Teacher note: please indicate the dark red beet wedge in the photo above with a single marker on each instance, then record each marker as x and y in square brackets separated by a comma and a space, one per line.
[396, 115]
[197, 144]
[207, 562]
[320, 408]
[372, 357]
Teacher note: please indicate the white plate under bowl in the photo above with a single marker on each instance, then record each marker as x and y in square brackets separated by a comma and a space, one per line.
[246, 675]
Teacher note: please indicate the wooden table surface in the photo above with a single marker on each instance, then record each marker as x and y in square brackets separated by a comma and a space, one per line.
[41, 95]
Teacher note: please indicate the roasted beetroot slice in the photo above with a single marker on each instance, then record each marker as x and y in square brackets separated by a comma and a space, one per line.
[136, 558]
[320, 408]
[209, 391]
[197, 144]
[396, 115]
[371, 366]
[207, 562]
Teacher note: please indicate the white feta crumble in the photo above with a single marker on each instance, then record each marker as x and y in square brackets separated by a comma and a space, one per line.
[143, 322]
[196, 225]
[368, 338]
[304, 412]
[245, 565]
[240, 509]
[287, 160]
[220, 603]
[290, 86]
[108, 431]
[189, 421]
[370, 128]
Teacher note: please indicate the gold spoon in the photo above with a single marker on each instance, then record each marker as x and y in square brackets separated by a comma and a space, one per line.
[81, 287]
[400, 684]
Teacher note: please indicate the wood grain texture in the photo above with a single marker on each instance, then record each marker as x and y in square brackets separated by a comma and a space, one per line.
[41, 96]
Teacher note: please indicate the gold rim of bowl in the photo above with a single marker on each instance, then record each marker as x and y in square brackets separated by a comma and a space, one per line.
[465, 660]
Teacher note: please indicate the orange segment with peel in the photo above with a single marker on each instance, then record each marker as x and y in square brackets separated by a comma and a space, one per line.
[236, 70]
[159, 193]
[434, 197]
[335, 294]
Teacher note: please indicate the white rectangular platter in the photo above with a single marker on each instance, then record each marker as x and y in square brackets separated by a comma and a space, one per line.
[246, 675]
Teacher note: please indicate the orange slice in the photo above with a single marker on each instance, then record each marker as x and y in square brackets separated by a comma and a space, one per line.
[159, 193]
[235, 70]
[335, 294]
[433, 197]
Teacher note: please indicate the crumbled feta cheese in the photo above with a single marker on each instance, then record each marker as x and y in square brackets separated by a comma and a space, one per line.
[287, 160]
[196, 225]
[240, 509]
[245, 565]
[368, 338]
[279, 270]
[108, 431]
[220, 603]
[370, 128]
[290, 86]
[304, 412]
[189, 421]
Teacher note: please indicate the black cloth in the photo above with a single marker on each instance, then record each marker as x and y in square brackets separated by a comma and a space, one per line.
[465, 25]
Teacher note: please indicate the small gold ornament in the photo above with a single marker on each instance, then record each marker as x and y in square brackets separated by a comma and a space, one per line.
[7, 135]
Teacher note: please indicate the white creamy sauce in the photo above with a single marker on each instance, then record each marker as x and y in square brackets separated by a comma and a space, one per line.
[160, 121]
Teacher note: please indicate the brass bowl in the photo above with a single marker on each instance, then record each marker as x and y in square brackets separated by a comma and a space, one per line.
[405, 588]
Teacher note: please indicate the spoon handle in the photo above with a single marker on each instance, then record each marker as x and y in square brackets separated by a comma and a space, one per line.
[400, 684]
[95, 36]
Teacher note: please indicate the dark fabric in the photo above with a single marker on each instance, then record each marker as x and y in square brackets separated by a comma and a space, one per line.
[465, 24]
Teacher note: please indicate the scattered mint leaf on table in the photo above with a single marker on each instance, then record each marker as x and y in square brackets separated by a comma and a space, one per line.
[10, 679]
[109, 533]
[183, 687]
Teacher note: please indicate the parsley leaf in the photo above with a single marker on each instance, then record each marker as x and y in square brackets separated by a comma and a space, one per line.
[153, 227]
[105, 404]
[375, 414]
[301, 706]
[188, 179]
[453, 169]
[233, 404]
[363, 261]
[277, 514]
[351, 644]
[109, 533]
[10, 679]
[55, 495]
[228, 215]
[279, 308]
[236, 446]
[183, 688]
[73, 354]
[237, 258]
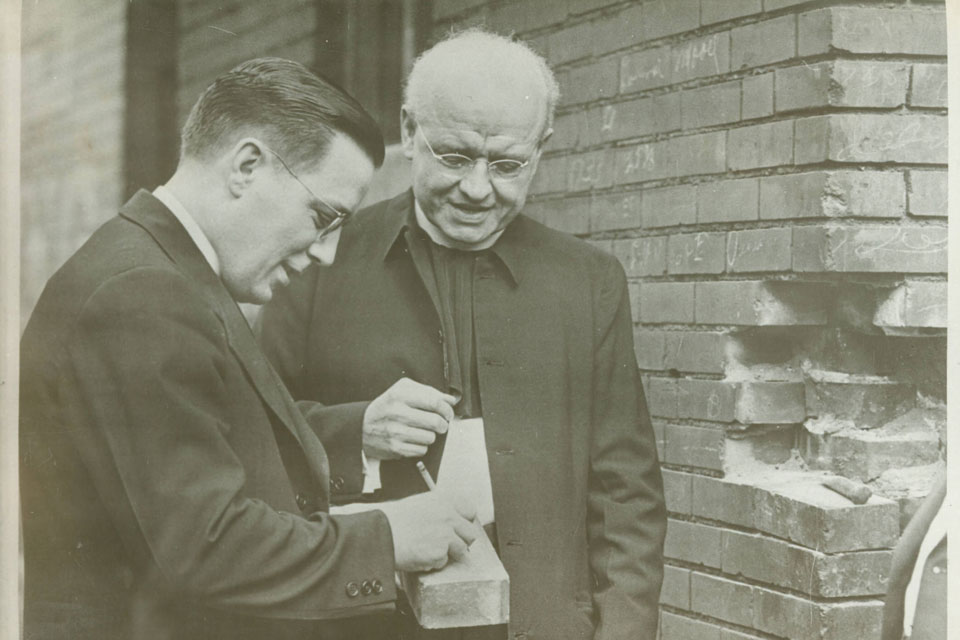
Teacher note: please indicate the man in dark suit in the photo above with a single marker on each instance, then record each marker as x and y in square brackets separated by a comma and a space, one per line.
[171, 487]
[453, 287]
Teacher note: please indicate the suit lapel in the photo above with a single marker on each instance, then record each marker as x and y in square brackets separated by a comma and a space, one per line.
[148, 212]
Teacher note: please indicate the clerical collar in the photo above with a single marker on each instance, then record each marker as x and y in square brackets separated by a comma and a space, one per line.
[165, 195]
[439, 238]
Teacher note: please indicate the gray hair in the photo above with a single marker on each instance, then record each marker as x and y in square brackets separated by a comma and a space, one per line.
[483, 40]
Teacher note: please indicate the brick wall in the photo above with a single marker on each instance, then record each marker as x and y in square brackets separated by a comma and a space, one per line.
[771, 174]
[71, 131]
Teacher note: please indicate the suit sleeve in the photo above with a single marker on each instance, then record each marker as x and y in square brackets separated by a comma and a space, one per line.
[627, 518]
[284, 331]
[159, 450]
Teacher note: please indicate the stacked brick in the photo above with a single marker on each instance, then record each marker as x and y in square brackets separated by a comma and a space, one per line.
[771, 174]
[214, 37]
[71, 131]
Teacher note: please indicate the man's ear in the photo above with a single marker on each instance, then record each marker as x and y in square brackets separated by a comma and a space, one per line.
[408, 128]
[246, 157]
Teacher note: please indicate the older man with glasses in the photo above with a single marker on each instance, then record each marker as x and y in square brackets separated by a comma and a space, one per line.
[525, 330]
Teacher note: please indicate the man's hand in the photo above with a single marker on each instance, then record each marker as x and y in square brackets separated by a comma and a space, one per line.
[428, 530]
[405, 419]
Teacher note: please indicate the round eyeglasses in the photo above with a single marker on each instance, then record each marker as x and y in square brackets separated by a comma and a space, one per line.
[328, 218]
[460, 165]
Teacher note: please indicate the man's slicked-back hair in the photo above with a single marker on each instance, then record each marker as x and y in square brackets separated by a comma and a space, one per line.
[478, 42]
[295, 111]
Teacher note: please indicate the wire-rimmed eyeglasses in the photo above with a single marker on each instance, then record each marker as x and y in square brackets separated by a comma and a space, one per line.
[459, 164]
[329, 219]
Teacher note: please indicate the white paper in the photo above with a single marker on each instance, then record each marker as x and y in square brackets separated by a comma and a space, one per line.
[464, 470]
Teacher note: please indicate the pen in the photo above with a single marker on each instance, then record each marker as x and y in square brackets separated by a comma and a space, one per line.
[426, 476]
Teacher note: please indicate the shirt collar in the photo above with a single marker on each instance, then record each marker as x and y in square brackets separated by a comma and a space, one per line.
[165, 195]
[508, 248]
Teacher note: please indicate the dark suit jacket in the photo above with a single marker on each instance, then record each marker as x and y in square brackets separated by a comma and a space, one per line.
[576, 484]
[170, 486]
[930, 618]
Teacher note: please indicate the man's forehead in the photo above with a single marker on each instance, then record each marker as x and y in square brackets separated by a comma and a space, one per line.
[511, 102]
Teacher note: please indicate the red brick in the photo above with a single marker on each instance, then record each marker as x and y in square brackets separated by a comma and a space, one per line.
[712, 11]
[928, 193]
[646, 70]
[758, 303]
[662, 396]
[757, 96]
[678, 491]
[638, 118]
[666, 302]
[799, 509]
[683, 156]
[859, 194]
[713, 400]
[675, 591]
[551, 176]
[693, 543]
[844, 83]
[728, 200]
[910, 30]
[868, 401]
[525, 15]
[872, 249]
[697, 155]
[589, 82]
[872, 138]
[572, 43]
[445, 9]
[695, 351]
[763, 43]
[760, 145]
[568, 132]
[694, 446]
[759, 250]
[779, 563]
[649, 347]
[643, 162]
[721, 598]
[658, 428]
[929, 85]
[769, 402]
[616, 211]
[700, 58]
[570, 215]
[642, 256]
[708, 106]
[723, 500]
[773, 5]
[666, 17]
[800, 619]
[669, 206]
[695, 253]
[676, 627]
[592, 170]
[619, 30]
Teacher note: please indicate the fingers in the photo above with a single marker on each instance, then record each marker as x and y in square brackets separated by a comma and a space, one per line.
[423, 397]
[457, 549]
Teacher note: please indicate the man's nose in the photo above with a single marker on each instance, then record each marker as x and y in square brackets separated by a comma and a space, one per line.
[476, 184]
[324, 250]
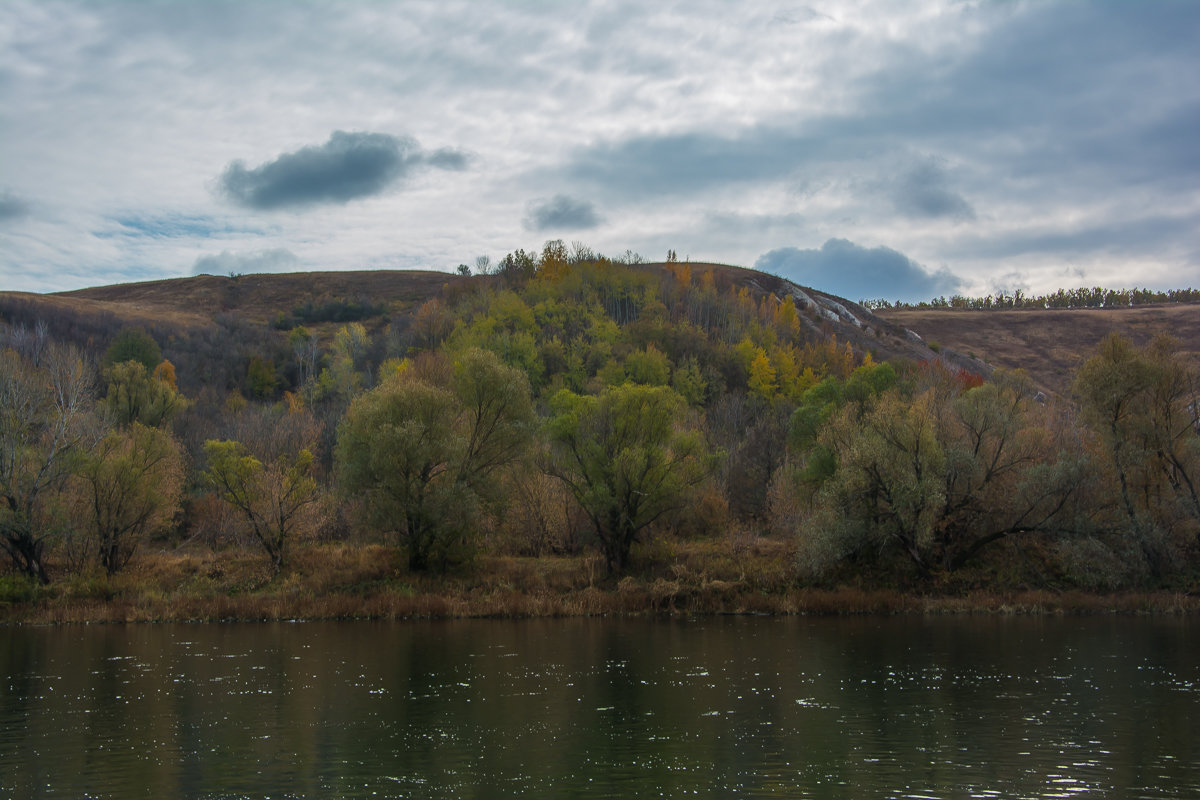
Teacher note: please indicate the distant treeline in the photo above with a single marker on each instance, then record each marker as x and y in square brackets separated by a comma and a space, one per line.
[330, 310]
[1080, 298]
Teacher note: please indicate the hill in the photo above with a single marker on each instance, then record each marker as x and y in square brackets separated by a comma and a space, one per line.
[207, 306]
[1048, 343]
[259, 298]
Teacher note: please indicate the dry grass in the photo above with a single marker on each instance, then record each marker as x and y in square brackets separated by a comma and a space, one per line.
[737, 573]
[1050, 344]
[258, 298]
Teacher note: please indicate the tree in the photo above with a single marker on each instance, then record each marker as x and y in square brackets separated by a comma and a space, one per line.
[1144, 404]
[271, 495]
[625, 458]
[42, 432]
[135, 395]
[423, 453]
[943, 475]
[132, 483]
[133, 344]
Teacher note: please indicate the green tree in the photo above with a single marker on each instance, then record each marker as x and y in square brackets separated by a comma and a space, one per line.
[943, 475]
[133, 344]
[132, 481]
[42, 433]
[625, 458]
[1144, 404]
[135, 395]
[423, 455]
[271, 497]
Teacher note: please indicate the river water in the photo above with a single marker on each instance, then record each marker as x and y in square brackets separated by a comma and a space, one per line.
[605, 708]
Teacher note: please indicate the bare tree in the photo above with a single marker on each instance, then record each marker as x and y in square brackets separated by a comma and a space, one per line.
[42, 433]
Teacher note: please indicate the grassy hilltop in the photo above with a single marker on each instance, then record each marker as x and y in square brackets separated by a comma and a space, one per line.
[570, 434]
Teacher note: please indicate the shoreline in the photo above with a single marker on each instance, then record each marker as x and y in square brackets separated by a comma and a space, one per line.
[363, 582]
[649, 600]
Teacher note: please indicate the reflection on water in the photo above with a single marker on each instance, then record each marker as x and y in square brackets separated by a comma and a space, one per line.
[726, 707]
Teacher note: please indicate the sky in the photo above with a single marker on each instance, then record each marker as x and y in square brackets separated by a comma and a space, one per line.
[870, 149]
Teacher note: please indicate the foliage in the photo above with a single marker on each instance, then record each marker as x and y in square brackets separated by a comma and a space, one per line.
[1080, 298]
[43, 411]
[137, 396]
[132, 481]
[423, 452]
[133, 344]
[1144, 403]
[625, 458]
[271, 497]
[941, 475]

────

• **How to complete this task**:
Please output exactly the lines from the one containing "Teacher note: please indicate the grassy" through the end of the records, both included.

• **Answer for the task**:
Teacher note: please indicate the grassy hilltop in the photo above with a single marker on each instance, then record each marker as x and y in square brackets separated by a comma and a space, one per line.
[570, 434]
Teacher note: please indicate the shoreline in the photo above with a single marker on each instance, then record each marker as x and y in square brackets separated by a comma and a space, one per line.
[363, 582]
[649, 600]
Teacher note: please indicate the reflection on water in the photo above with a single marker on each instance, then record each marker as x and y in square brackets separated by a comma and a space, one per line.
[726, 707]
Teacher note: please indicate the sky in the photo above with a single marker on each instance, then record each marker as x and y in square brackets separated by a comma and a space, one per line.
[870, 149]
Teacher note: please indicate the foliage in the photo above with a single marker on each instance, then record each marker as x and y in square brackets separated by a comma and a space, one per line.
[1080, 298]
[43, 411]
[137, 396]
[132, 481]
[423, 452]
[133, 344]
[1144, 403]
[625, 458]
[271, 497]
[941, 475]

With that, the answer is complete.